PHILADELPHIA ( - There is a brass ring dangling in front of the Eagles' young linebackers and Kamu Grugier-Hill feels like his career arc has him in a position to reach for it.

“First year, [I] played special teams. Second year, was a really good special-teamer. This year, I want to move it on to defense," the Honolulu native said after practice on Friday. "Every year I want to grow.”

Philadelphia has an opening at weakside linebacker in the base defense after being forced to release Mychal Kendricks due to salary-cap constraints and losing one of his likely replacements, Paul Worrilow, a player with extensive starting experience in Atlanta and Detroit, to a torn ACL in the spring.

Throughout the first two weeks of camp, three players have been jockeying back and forth at the position, Grugier-Hill, free-agent pickup Corey Nelson, and second-year man Nate Gerry. Add in mike LB Joe Walker, who was taken a handful of snaps with the first team with Jordan Hicks moving over and you have four players fighting for what is typically 25 to 30 percent of the snaps on Jim Schwartz's defense.

Saved entries:
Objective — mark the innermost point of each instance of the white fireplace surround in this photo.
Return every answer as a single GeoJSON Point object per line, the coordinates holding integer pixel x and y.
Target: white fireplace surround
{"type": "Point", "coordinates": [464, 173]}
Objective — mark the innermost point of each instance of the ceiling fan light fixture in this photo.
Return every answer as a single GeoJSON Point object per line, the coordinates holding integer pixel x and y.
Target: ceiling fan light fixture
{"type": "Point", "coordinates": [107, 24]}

=== Problem details ===
Quote the passage on the Eagles' linebackers from "PHILADELPHIA ( - There" up to and including "in the spring.".

=== Task output ===
PHILADELPHIA ( - There is a brass ring dangling in front of the Eagles' young linebackers and Kamu Grugier-Hill feels like his career arc has him in a position to reach for it.

“First year, [I] played special teams. Second year, was a really good special-teamer. This year, I want to move it on to defense," the Honolulu native said after practice on Friday. "Every year I want to grow.”

Philadelphia has an opening at weakside linebacker in the base defense after being forced to release Mychal Kendricks due to salary-cap constraints and losing one of his likely replacements, Paul Worrilow, a player with extensive starting experience in Atlanta and Detroit, to a torn ACL in the spring.